### ACTIVITY
Find every line in the records that holds the string "instance". Copy each one.

--------------------------------------------------

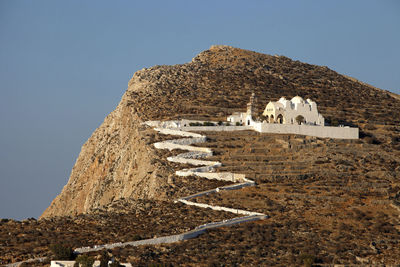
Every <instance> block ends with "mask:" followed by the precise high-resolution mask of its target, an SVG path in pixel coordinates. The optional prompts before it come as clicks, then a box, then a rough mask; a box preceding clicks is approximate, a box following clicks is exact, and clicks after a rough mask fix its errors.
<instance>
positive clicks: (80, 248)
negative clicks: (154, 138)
mask: <svg viewBox="0 0 400 267" xmlns="http://www.w3.org/2000/svg"><path fill="white" fill-rule="evenodd" d="M146 125H148V126H150V127H153V128H154V130H156V131H157V132H159V133H161V134H166V135H175V136H182V137H183V138H180V139H172V140H166V141H162V142H157V143H154V147H156V148H157V149H169V150H174V149H180V150H187V151H189V152H186V153H181V154H179V155H177V156H172V157H168V158H167V160H168V161H171V162H175V163H183V164H191V165H195V166H198V167H194V168H189V169H182V170H178V171H176V175H178V176H190V175H195V176H198V177H201V178H205V179H216V180H222V181H231V182H233V183H234V184H233V185H228V186H223V187H218V188H215V189H211V190H207V191H203V192H198V193H196V194H192V195H189V196H186V197H181V198H179V199H177V200H175V202H182V203H184V204H186V205H191V206H197V207H201V208H210V209H213V210H219V211H226V212H231V213H234V214H238V215H244V216H242V217H237V218H234V219H230V220H223V221H219V222H212V223H208V224H204V225H200V226H198V227H196V228H195V229H193V230H191V231H188V232H184V233H182V234H177V235H170V236H164V237H158V238H151V239H144V240H139V241H132V242H124V243H121V242H120V243H113V244H107V245H98V246H94V247H82V248H77V249H75V252H76V253H86V252H91V251H99V250H102V249H113V248H116V247H125V246H139V245H156V244H162V243H173V242H177V241H181V240H187V239H190V238H194V237H197V236H198V235H200V234H202V233H204V232H205V231H206V230H208V229H212V228H218V227H223V226H230V225H233V224H238V223H242V222H249V221H255V220H262V219H266V218H268V216H267V215H265V214H263V213H259V212H253V211H247V210H243V209H237V208H229V207H223V206H215V205H209V204H205V203H197V202H192V201H190V199H193V198H196V197H200V196H207V195H208V194H211V193H218V192H220V191H224V190H236V189H240V188H243V187H247V186H254V185H255V182H254V181H252V180H249V179H246V177H245V175H244V174H237V173H231V172H212V171H213V170H214V169H215V168H216V167H220V166H221V163H220V162H217V161H206V160H200V159H199V158H205V157H209V156H212V155H213V153H212V150H211V149H210V148H206V147H196V146H192V144H196V143H204V142H206V141H207V137H206V136H204V135H201V134H197V133H192V132H189V131H183V130H180V128H179V127H176V126H174V125H175V124H174V123H168V122H160V121H149V122H146ZM209 130H212V127H210V128H209Z"/></svg>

--------------------------------------------------

### ANSWER BOX
Every <instance> block ends with "mask:" followed by the precise high-resolution mask of its target, an SVG path in pixel coordinates. The optional prompts before it come as clicks, then a box, then a rough mask; a box preceding clicks is approximate, a box following clicks is exact, and clicks after a rough mask fix its errors.
<instance>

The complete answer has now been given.